«Escribir un poema es reparar la herida fundamental»
Publicada en El deseo de la palabra, Ocnos, Barcelona, 1972.
* Todos los asteriscos que aparecen hasta el final del texto hacen referencia a poemas de Alejandra Pizarnik.
Hay en tus poemas términos que considero emblemáticos y que contribuyen a conformar tus poemas como dominios solitarios e ilícitos, como las pasiones de la infancia, como el poema, como el amor, como la muerte. ¿Coincidís conmigo en que términos como jardín, bosque, palabra, silencio, errancia, viento, desgarradura y noche son, a la vez, signos y emblemas?
Creo que en mis poemas hay palabras que reitero sin cesar, sin tregua, sin piedad: las de la infancia, las de los miedos, las de la muerte, las de la noche de los cuerpos. O, más exactamente, los términos que designas en tu pregunta serían signos y emblemas.
Empecemos por entrar, pues, en los espacios más gratos: el jardín y el bosque.
Una de las frases que más me obsesiona la dice la pequeña Alice en el país de las maravillas: «Solo vine a ver el jardín». Para Alice y para mí, el jardín sería el lugar de la cita o, dicho con las palabras de Mircea Eliade, el centro del mundo. Lo cual me sugiere esta frase: El jardín es verde en el cerebro. Frase mía que me conduce a otra siguiente de Georges Bachelard, que espero recordar fielmente: El jardín del recuerdo-sueño, perdido en un más allá del pasado verdadero.
En cuanto a tu bosque, se aparece como sinónimo de silencio. Mas yo siento otros significados. Por ejemplo, tu bosque podría ser una alusión a lo prohibido, a lo oculto.
¿Por qué no? Pero también sugeriría la infancia, el cuerpo, la noche.
¿Entraste alguna vez en el jardín?
——————
Por favor, transcribe sin cambios la parte de la entrevista que empieza en "Empecemos por entrar, pues, en" y termina en "del pasado verdadero.".

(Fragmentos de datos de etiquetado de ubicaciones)
——————
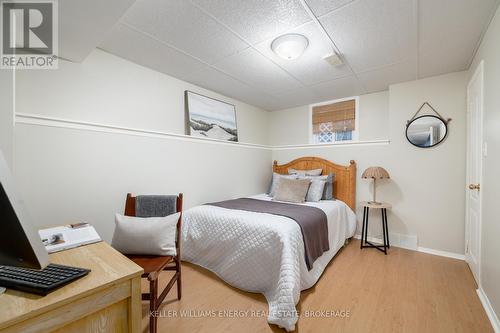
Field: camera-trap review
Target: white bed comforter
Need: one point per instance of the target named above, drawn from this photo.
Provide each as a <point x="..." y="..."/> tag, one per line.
<point x="262" y="253"/>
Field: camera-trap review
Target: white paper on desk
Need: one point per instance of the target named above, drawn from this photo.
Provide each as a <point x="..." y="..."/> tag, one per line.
<point x="66" y="237"/>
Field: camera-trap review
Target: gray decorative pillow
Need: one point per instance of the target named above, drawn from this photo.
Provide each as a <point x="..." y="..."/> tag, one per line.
<point x="275" y="180"/>
<point x="145" y="235"/>
<point x="315" y="192"/>
<point x="292" y="190"/>
<point x="328" y="188"/>
<point x="315" y="172"/>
——————
- [RESPUESTA A TAREA]:
Empecemos por entrar, pues, en los espacios más gratos: el jardín y el bosque.
Una de las frases que más me obsesiona la dice la pequeña Alice en el país de las maravillas: «Solo vine a ver el jardín». Para Alice y para mí, el jardín sería el lugar de la cita o, dicho con las palabras de Mircea Eliade, el centro del mundo. Lo cual me sugiere esta frase: El jardín es verde en el cerebro. Frase mía que me conduce a otra siguiente de Georges Bachelard, que espero recordar fielmente: El jardín del recuerdo-sueño, perdido en un más allá del pasado verdadero.